What needs to be done.
Please give back the listing exactly, without any of its pictures.

Records supplied.
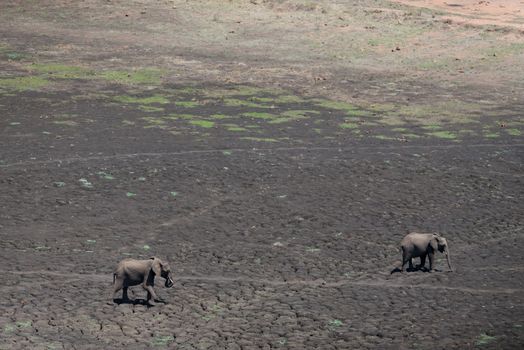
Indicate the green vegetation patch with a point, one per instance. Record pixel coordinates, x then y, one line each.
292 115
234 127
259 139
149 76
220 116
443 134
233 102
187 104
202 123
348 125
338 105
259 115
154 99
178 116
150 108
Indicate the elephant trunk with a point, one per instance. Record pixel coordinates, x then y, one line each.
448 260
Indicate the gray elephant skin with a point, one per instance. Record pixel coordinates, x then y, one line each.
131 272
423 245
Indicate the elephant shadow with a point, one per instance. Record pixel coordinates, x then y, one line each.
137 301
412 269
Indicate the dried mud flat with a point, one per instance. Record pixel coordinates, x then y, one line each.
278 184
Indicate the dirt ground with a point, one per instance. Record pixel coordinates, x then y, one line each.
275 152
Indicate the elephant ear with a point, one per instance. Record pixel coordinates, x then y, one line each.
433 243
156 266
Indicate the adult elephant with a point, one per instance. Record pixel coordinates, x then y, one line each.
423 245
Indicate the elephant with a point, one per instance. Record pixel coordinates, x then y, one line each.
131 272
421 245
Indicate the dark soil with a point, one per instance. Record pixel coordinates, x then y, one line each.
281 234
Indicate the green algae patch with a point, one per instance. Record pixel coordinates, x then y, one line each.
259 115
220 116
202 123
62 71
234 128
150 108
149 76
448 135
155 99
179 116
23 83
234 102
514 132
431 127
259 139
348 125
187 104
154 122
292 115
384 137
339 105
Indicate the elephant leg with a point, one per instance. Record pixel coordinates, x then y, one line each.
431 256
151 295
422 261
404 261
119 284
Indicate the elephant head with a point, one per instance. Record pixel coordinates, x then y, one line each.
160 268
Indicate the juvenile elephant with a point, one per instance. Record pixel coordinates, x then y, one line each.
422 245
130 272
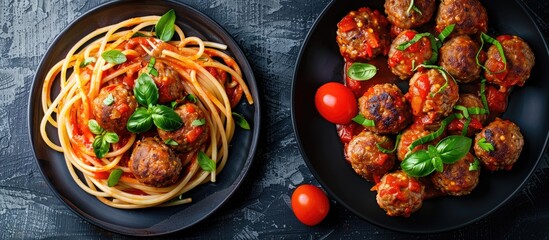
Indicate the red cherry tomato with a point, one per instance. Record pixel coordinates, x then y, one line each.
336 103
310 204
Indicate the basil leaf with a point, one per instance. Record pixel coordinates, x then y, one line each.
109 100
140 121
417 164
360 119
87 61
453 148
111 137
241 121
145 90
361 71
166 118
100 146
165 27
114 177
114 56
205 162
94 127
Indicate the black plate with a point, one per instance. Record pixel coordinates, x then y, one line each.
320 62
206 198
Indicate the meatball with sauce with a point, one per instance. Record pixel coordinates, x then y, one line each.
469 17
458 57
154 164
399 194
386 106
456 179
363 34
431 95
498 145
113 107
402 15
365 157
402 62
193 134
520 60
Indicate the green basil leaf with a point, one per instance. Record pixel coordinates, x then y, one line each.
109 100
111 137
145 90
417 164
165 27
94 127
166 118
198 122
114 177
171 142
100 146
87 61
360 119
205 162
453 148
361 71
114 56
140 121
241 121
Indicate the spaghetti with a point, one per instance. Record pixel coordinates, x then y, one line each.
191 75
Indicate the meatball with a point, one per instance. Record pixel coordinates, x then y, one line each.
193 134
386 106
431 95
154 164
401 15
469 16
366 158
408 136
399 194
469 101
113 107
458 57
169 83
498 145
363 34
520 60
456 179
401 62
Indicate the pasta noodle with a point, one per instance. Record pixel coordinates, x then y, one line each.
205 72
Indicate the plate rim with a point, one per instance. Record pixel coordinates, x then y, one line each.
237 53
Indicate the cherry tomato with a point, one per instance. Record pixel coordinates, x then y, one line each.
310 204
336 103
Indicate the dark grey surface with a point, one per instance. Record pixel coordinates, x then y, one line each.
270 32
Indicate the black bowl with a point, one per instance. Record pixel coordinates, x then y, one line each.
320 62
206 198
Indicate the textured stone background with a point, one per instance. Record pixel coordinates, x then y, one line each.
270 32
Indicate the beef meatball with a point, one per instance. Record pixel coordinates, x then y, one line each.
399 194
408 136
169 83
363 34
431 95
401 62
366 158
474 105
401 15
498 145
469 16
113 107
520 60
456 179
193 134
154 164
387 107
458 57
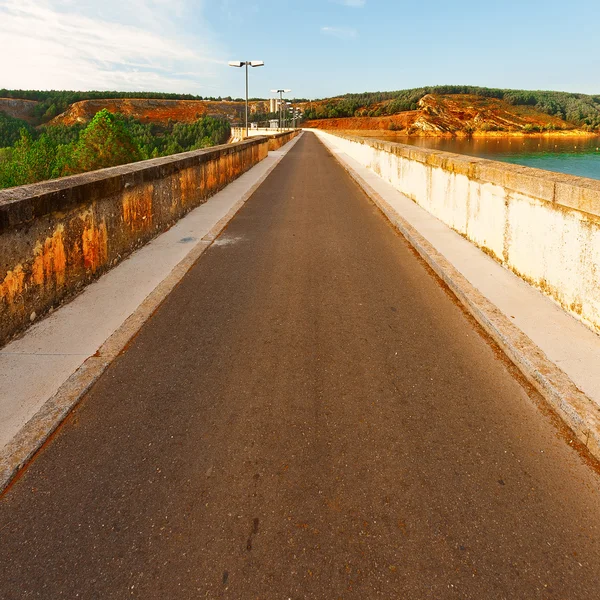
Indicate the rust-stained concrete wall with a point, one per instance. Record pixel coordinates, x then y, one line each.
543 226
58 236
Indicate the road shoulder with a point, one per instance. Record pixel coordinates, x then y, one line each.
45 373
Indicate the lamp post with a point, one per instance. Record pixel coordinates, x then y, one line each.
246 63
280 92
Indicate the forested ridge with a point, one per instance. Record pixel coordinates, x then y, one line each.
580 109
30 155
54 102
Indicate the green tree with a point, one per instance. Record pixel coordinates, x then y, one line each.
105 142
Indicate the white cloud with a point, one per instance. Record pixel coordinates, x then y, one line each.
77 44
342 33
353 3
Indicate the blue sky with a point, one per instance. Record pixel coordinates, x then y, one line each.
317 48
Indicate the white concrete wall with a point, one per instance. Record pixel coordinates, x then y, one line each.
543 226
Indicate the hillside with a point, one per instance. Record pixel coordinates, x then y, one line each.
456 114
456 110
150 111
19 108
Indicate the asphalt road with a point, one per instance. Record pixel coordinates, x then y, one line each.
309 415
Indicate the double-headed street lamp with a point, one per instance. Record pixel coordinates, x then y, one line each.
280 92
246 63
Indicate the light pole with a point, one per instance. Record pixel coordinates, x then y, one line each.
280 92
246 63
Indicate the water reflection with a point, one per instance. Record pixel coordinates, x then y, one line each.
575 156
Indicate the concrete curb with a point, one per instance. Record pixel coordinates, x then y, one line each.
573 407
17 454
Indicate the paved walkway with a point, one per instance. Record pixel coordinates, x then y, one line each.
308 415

Result of this exercise.
Indicate the green vegetation patch with a point, one per instance. Record pixel coordinates, x then y, one line each.
292 115
234 127
259 139
149 76
220 116
443 134
233 102
187 104
202 123
348 125
338 105
259 115
154 99
178 116
150 108
Indicate the elephant trunk with a point, one per instance. Record pixel coordinates, x then y, one line each.
448 260
Indicate the gray elephant skin with a point, one per instance. Record pixel coordinates, x then y, one line each.
131 272
423 245
Indicate the elephant shadow with a point, one per instance. Record pixel coordinates, x then y, one line each.
137 301
412 269
Indicate the dried mud flat with a point, one per instance. Record pixel coordinates, x then y, one line each.
278 184
Indicate the dirt ground with a point, one per instance. Record pixel coordinates, x then y, one line each.
275 152
Indicate the elephant ear with a point, one per instance. Record pixel coordinates, x then y, one line each.
433 243
156 266
Indicate the adult elephant with a point, one per instance. Record pixel coordinates, x then y, one line each.
423 245
Indicate the elephant with a point, one per instance. Record pixel coordinates, x then y, one line each.
131 272
421 245
Indicate the dark soil with a point, one per instance. Record pixel coordinates, x then y, one line each.
281 234
Indicate the green algae patch with a point, one per instance. Record pixel coordinates, x then y, one line each.
259 115
220 116
202 123
62 71
234 128
150 108
149 76
448 135
155 99
179 116
23 83
234 102
514 132
431 127
259 139
348 125
187 104
154 122
292 115
384 137
339 105
Indicate the elephant leg with a point, one per instance. Record pixel coordinates, x then y, one line each.
431 256
151 295
422 261
404 261
119 284
Indicate the elephant head with a point, one per instance. Record pixel coordinates, x then y, one line each.
160 268
Indicate the juvenile elephant with a point, one per instance. Record pixel coordinates, x then y, one line each.
422 245
130 272
Indicate the red cherry tomato with a point, one per instance. Record pixel coordinates, x then y, one line each.
336 103
310 204
Indicate the basil leaf with a point, one per instance. Record pixel coordinates, x then y, one line each.
109 100
140 121
417 164
360 119
87 61
453 148
111 137
241 121
145 90
361 71
166 118
100 146
165 27
114 177
114 56
205 162
94 127
Indicate the black plate with a point, one per instance. Record pixel coordinates, x then y, one line each.
320 62
206 198
Indicate the meatball with sauce with a point, one per instance. Record pixel coordinates, x then y, one line each.
469 17
458 57
154 164
399 194
386 106
456 179
363 34
431 95
498 145
113 107
402 15
365 157
402 62
193 134
520 60
Indicate the green basil leaf with a point, one per instance. Record pixel coordinates, x then y, one line each.
109 100
111 137
145 90
417 164
165 27
94 127
166 118
198 122
114 177
171 142
100 146
87 61
360 119
205 162
453 148
361 71
114 56
140 121
241 121
Indicate the spaghetti with a point, one per instance. Record pixel coordinates, x then y, one line each.
191 75
Indicate the meatball with a point, one per instance. Record pixel coordinates, x then y, one line each.
193 134
386 106
431 95
154 164
401 15
469 16
366 158
408 136
399 194
469 101
113 107
458 57
169 83
498 145
363 34
520 60
456 179
401 62
Indicate the pasta noodle with a point, one per instance. Record pixel coordinates, x then y, one line each.
205 72
Indicate the plate rim with a point, one per instance. Record pixel coordinates, x then y, one line each.
237 53
Indicate the cherry tomato with a point, one per instance. Record pixel coordinates, x then y, one line each.
310 204
336 103
Indicate the dark grey surface with a point, one per instance. Record pixel coordinates, x then y, one line each.
270 32
Indicate the black bowl with a point, one per instance. Record pixel coordinates, x then y, one line each.
320 62
206 198
Indicate the textured stone background with a point, one per instance. Record pixel coordinates, x then y, one line each.
270 32
Indicate the beef meatball with a point, one per instance. Record pixel coordinates, x then y, one line each.
399 194
408 136
169 83
363 34
431 95
401 62
366 158
474 105
401 15
498 145
469 16
113 107
520 60
456 179
193 134
154 164
387 107
458 57
Indicate the rust-stained concrete wall with a point, one per instance. Record pixel coordinates, x then y, one line each.
543 226
58 236
Indicate the road shoulder with a point, one per instance. Record pixel coordinates, x then y, one line each.
45 373
Indicate the lamp post with a point, one per instance. Record pixel coordinates, x then y, one line each.
246 63
280 92
Indicate the forested ridge with a point, one per instance. Record pixel coordinates, x then y, one line each.
580 109
30 155
54 102
Indicate the green tree with a point, one per instance. Record pixel coordinates, x then y, one line each.
105 142
Indicate the white cloud with a point, one per instance. Record pixel coordinates, x then y, one line each.
77 44
342 33
353 3
Indicate the blue sky with a point, one per instance. Record pixel coordinates, x then y, one line each.
317 48
Indicate the white concrete wall with a point, one per instance. Record pixel coordinates, x then y, one line each.
543 226
Indicate the hillside with a point, one per instance. Record pixel coordinates, x then y, one line each.
456 114
456 110
150 111
19 108
Indicate the asphalt road with a point, one per instance. Record pixel coordinates, x then y, one line each.
309 415
Indicate the double-headed street lamp with a point, one per instance. Record pixel coordinates, x then y, one line each.
280 92
246 63
Indicate the light pole with a point, one per instance. Record pixel coordinates, x then y, one line each.
280 92
246 63
Indicate the water reflection with a point, one per instance. Record pixel coordinates, x then y, one line each.
575 156
Indicate the concrete curb with a point, one per instance. Record pixel coordinates, x then y, one line each.
573 407
17 454
Indicate the paved walkway with a point, one per instance. Record pixel coordinates, x then y, one line each.
308 415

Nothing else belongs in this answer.